_WHAT IS EXPECTED:_
Rewrite the part of the buy side and sell side explainer starting with "If you have followed" and going on through "But this is not the case.", putting "newcomer" in place of "layman".

_ARTICLE:_

Explain what is buy side and sell side

If you have been an investor or dabbled in stocks for a short while, there is a good chance that you bought or sold a stock. While buying and selling stocks are relatively easy, you might not really ask the question who sold the stock to you in the first place.

If you have followed the financial news, especially on the equity side, you would come across recommendations. Typically, these recommendations come as "buy side analysts recommend....." or "sell side analysts recommend..."

For the layman, this might just seem the same. You might be pardoned for thinking that a buy side analyst recommends you to buy a stock while a sell side analyst recommends you to sell a stock. But this is not the case.

One of the most common misconceptions is that a sell side firm recommends selling while the buy side firm recommends buying. This is not the case. The buy side and sell side has completely different meanings.

The terms might be confusing, prompting you to ask the question what is a buy side and a sell side?

_DATA SEGMENT:_
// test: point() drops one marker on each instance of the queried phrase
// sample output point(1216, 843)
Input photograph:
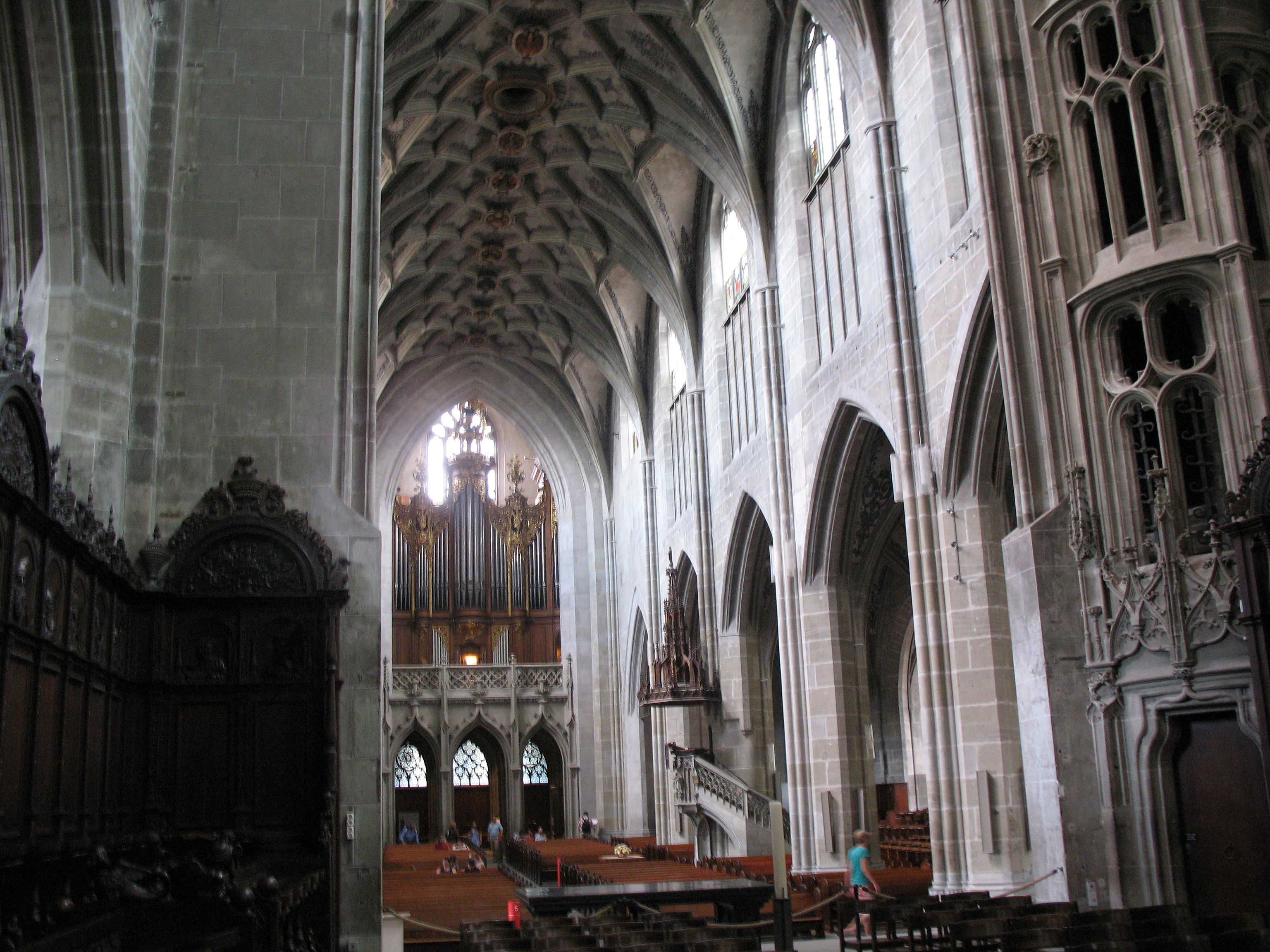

_SOLUTION BELOW:_
If you have followed the financial news, especially on the equity side, you would come across recommendations. Typically, these recommendations come as "buy side analysts recommend....." or "sell side analysts recommend..."

For the newcomer, this might just seem the same. You might be pardoned for thinking that a buy side analyst recommends you to buy a stock while a sell side analyst recommends you to sell a stock. But this is not the case.